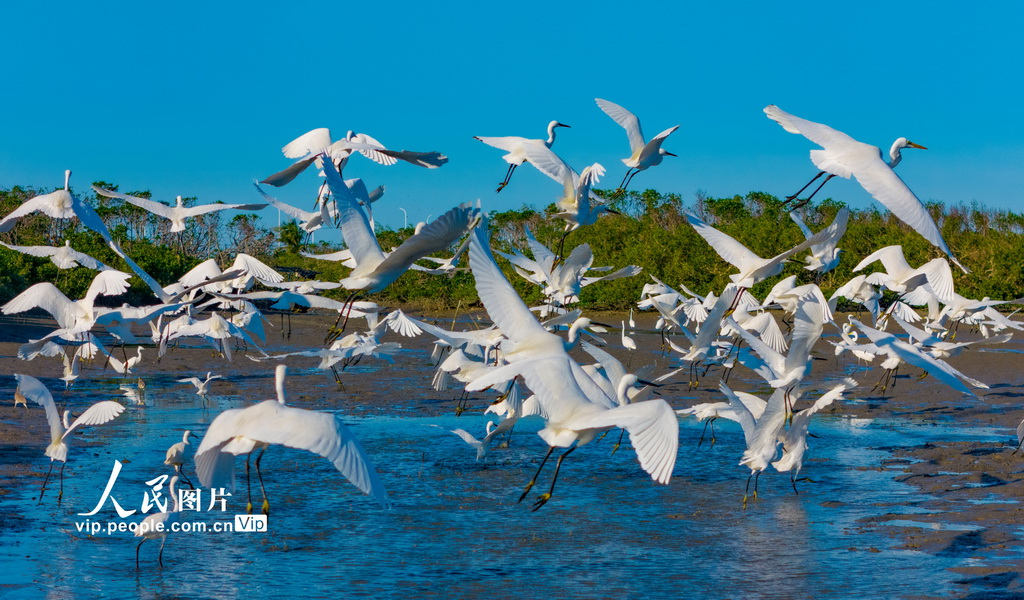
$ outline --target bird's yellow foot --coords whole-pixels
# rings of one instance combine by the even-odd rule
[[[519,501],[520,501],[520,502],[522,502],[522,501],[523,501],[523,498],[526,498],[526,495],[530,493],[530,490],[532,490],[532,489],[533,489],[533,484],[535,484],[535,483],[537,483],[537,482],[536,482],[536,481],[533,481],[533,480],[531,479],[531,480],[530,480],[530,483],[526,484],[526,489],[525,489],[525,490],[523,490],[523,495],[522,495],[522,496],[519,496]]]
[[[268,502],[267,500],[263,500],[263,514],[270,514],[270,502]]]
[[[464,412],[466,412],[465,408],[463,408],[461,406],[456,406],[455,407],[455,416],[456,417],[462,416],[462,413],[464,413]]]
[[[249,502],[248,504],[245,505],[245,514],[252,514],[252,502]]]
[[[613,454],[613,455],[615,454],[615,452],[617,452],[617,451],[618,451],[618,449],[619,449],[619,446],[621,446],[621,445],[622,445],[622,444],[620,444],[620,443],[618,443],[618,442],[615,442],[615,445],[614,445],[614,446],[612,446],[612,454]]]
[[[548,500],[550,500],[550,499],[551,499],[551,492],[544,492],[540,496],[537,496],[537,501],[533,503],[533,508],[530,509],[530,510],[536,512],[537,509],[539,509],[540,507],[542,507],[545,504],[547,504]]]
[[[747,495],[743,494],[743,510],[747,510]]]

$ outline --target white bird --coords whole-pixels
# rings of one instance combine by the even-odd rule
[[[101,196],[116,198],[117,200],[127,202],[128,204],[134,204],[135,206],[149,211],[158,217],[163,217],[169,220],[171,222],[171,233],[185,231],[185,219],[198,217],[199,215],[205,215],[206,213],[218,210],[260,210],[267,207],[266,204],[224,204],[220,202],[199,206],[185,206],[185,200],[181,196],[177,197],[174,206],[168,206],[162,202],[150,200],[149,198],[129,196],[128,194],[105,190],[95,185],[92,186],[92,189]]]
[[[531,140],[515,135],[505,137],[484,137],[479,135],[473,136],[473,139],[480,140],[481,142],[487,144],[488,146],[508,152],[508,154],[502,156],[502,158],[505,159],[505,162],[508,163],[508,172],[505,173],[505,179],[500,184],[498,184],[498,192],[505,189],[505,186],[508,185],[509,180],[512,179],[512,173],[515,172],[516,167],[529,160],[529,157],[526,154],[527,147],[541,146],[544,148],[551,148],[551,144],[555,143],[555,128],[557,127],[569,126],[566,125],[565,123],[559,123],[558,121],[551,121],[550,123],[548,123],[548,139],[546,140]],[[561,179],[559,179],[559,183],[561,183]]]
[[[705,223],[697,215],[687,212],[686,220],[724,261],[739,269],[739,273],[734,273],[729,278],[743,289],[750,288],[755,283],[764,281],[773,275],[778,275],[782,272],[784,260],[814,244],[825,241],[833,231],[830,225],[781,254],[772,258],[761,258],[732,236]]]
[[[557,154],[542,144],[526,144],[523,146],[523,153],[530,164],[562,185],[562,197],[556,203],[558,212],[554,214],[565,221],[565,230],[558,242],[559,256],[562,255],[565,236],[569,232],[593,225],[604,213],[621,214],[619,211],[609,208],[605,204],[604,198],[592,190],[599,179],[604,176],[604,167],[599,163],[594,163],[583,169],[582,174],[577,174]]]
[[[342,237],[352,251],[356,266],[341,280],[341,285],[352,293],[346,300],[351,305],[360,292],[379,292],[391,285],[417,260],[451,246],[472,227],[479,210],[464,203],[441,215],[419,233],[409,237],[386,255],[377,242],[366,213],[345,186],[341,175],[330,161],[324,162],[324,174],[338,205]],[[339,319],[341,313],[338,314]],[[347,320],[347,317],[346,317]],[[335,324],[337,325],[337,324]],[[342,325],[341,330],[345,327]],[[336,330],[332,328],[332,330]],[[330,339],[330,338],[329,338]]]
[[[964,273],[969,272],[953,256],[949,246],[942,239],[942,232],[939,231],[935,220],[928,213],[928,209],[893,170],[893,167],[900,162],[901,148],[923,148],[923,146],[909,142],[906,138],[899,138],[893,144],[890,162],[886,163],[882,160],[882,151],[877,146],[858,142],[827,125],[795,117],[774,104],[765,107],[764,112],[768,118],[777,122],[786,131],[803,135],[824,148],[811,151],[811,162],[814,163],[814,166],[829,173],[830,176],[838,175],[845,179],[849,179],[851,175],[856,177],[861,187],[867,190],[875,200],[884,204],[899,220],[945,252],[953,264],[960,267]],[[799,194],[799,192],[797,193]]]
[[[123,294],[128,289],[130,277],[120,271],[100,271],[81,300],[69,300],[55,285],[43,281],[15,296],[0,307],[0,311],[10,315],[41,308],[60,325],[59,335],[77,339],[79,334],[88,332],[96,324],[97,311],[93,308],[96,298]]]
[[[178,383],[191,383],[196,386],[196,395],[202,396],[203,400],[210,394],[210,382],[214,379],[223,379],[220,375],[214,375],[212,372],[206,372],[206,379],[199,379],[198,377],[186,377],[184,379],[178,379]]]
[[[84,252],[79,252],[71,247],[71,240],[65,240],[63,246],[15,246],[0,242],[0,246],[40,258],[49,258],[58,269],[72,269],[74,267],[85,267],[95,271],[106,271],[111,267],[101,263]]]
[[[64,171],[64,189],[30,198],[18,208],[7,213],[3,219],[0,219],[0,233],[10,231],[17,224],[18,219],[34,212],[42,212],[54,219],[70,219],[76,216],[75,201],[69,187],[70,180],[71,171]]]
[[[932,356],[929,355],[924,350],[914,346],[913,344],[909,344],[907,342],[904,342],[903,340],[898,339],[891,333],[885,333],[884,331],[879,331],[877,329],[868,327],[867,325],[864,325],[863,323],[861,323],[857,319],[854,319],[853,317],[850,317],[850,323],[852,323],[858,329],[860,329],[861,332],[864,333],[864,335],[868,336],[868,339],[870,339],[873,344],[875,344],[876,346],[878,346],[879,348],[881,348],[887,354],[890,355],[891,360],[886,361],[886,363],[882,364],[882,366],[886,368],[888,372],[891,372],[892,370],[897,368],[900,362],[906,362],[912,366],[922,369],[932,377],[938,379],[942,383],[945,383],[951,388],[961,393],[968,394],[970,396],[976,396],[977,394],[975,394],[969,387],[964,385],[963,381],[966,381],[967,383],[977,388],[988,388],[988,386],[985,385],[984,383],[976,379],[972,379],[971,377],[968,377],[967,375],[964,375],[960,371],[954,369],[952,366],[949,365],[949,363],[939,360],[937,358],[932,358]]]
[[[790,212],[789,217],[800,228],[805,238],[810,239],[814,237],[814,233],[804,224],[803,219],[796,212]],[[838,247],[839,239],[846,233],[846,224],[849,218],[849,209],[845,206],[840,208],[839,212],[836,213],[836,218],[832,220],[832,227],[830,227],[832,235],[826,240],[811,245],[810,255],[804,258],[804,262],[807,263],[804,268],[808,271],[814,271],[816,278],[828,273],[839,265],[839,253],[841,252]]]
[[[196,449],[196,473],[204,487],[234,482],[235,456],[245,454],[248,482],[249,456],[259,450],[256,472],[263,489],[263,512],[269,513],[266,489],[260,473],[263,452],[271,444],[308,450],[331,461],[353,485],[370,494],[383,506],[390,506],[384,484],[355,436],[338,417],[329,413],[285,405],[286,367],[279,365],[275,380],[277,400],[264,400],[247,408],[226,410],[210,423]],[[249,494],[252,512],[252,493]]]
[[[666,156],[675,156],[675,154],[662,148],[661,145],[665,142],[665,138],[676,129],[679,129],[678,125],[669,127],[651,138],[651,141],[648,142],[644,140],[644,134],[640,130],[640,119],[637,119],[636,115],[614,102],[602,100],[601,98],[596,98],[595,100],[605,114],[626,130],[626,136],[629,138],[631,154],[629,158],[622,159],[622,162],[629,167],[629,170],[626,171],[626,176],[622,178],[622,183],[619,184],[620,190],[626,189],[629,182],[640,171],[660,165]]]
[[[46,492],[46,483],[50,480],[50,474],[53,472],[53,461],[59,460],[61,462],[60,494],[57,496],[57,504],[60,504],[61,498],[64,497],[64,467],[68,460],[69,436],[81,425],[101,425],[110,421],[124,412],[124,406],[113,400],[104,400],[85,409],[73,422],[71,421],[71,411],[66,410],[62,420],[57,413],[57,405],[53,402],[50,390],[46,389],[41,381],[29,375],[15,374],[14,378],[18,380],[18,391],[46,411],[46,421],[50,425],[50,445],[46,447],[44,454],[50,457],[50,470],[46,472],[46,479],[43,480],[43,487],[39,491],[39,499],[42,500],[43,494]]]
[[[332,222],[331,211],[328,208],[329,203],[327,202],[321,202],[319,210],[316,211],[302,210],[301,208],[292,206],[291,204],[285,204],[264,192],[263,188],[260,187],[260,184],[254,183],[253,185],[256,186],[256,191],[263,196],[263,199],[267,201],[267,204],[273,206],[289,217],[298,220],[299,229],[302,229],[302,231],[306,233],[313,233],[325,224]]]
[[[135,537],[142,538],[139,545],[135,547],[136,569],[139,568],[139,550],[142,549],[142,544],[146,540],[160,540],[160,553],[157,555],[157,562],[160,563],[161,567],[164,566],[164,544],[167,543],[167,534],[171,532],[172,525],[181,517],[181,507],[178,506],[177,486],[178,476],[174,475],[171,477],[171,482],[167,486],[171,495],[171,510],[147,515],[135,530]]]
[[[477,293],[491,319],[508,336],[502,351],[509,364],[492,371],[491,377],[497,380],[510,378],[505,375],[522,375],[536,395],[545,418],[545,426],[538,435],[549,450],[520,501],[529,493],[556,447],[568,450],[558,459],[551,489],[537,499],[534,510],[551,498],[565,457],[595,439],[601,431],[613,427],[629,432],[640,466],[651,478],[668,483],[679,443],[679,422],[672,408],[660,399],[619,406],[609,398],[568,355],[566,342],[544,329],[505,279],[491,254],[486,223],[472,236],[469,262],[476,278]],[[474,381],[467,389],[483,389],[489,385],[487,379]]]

▶ WORK REQUEST
What is needed is a copy of every line above in which "outline" appears.

▶ ANSWER SECTION
$ outline --target bird's yellow foot --coords whole-pixels
$ outline --target white bird --coords whole-pixels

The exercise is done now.